**Work to be completed:**
Reproduce the data below word for word, setting aside any picture it holds.

BEGIN

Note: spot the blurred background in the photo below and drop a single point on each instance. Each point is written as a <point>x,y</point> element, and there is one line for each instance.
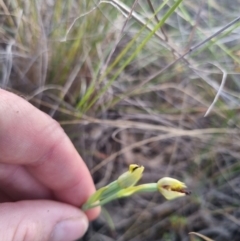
<point>150,82</point>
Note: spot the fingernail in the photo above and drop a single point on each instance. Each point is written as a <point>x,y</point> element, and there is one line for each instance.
<point>70,229</point>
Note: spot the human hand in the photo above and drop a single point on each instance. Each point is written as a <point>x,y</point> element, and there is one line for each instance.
<point>43,180</point>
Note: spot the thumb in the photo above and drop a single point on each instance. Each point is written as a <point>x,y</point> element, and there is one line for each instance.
<point>41,221</point>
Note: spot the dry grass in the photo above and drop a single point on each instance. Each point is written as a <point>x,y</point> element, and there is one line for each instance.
<point>126,93</point>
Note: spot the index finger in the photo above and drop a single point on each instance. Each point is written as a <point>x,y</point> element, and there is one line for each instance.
<point>31,138</point>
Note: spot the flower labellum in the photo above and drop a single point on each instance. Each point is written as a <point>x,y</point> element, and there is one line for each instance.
<point>172,188</point>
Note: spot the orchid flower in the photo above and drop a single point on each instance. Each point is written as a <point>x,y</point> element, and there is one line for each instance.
<point>124,186</point>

END

**Your solution:**
Note: spot the blurred background in the photo below and drop a single point on each instance. Each point is written as a <point>x,y</point> element, and there is one line for each instance.
<point>150,82</point>
Note: spot the fingernail in the photo above and drop a single point on each instance. Each point is written as a <point>x,y</point> element, and there is one line for each instance.
<point>70,229</point>
Note: spot the human hand in the photo above and drop a single point on each instance. Each point is written as a <point>x,y</point> element, and there is one line for each instance.
<point>43,180</point>
Note: spot the thumb in the photo above and drop a single point on each instance. Each point is written as a <point>x,y</point> element, and there is one line for each instance.
<point>41,221</point>
Note: spot the dry grass in the photo above and drop a single point on each instance. Each point is written as a <point>x,y</point> element, and there is one line for each instance.
<point>126,93</point>
Note: spot the index finger in the photo above and drop a single point on each instance. Each point is written as a <point>x,y</point> element, and there is one line for each instance.
<point>31,138</point>
Note: spot the flower labellum in the photo above and drop a single point on each instance. Each point is written as a <point>x,y</point> element, and there is one line for each instance.
<point>172,188</point>
Note: spot the orchid flower in the photo above and drop a single point on each instance. Each point is written as a <point>x,y</point> element, and there is one line for each instance.
<point>124,186</point>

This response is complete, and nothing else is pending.